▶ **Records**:
╭──

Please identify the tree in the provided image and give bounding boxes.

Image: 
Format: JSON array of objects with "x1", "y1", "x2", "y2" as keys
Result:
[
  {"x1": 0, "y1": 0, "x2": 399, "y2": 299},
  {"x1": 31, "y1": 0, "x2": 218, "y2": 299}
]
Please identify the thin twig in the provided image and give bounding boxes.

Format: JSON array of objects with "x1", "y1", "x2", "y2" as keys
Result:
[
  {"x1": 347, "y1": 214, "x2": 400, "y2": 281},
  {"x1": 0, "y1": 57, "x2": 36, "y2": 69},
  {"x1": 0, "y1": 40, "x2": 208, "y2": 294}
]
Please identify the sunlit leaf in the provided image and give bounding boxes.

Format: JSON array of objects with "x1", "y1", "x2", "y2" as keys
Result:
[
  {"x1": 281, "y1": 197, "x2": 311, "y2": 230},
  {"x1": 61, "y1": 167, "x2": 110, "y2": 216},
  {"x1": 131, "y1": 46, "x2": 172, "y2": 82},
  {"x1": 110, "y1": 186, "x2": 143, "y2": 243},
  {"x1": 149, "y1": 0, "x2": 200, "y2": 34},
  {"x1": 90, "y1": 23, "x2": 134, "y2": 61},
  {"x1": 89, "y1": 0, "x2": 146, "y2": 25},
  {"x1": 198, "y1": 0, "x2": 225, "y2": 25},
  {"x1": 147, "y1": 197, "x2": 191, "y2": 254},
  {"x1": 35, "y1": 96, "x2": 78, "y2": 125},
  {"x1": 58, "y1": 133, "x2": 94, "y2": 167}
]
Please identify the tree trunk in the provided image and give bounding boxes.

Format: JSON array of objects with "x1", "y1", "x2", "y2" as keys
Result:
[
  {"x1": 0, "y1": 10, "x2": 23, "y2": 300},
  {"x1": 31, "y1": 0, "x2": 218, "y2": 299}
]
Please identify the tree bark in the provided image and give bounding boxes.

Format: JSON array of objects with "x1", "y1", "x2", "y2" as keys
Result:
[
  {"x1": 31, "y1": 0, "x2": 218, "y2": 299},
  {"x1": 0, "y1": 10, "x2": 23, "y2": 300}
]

╰──

▶ **Objective**:
Output every one of the items above again, word for word and with no changes.

▶ **Result**:
Please identify the tree in the provided image and give bounding boxes.

Image: 
Format: JSON array of objects with "x1", "y1", "x2", "y2" as keys
Result:
[
  {"x1": 0, "y1": 0, "x2": 399, "y2": 299},
  {"x1": 31, "y1": 0, "x2": 218, "y2": 299}
]
Please identify the thin twig in the provided image and give bounding boxes.

Format: JSON array of objects with "x1", "y1", "x2", "y2" as keys
Result:
[
  {"x1": 347, "y1": 214, "x2": 400, "y2": 281},
  {"x1": 0, "y1": 57, "x2": 36, "y2": 69},
  {"x1": 0, "y1": 40, "x2": 208, "y2": 294}
]
Please identify the sunlit leaf in the provided image and give bounding boxes.

Format: JSON array of objects with "x1", "y1", "x2", "y2" as keys
Result:
[
  {"x1": 281, "y1": 197, "x2": 311, "y2": 230},
  {"x1": 61, "y1": 167, "x2": 110, "y2": 216},
  {"x1": 131, "y1": 46, "x2": 172, "y2": 82},
  {"x1": 110, "y1": 186, "x2": 143, "y2": 243},
  {"x1": 149, "y1": 0, "x2": 200, "y2": 34},
  {"x1": 90, "y1": 23, "x2": 134, "y2": 61},
  {"x1": 89, "y1": 0, "x2": 146, "y2": 25},
  {"x1": 198, "y1": 0, "x2": 225, "y2": 25},
  {"x1": 147, "y1": 197, "x2": 191, "y2": 254},
  {"x1": 35, "y1": 96, "x2": 78, "y2": 125},
  {"x1": 58, "y1": 133, "x2": 94, "y2": 167}
]
Please identify the tree trunk in the provided image and give bounding boxes.

Format: JSON array of objects with "x1", "y1", "x2", "y2" as keys
Result:
[
  {"x1": 0, "y1": 10, "x2": 23, "y2": 300},
  {"x1": 31, "y1": 0, "x2": 218, "y2": 299}
]
Please identify the tree bark in the provided image and give bounding boxes.

Format: JSON array of objects with "x1", "y1", "x2", "y2" as keys
Result:
[
  {"x1": 31, "y1": 0, "x2": 218, "y2": 299},
  {"x1": 0, "y1": 10, "x2": 23, "y2": 300}
]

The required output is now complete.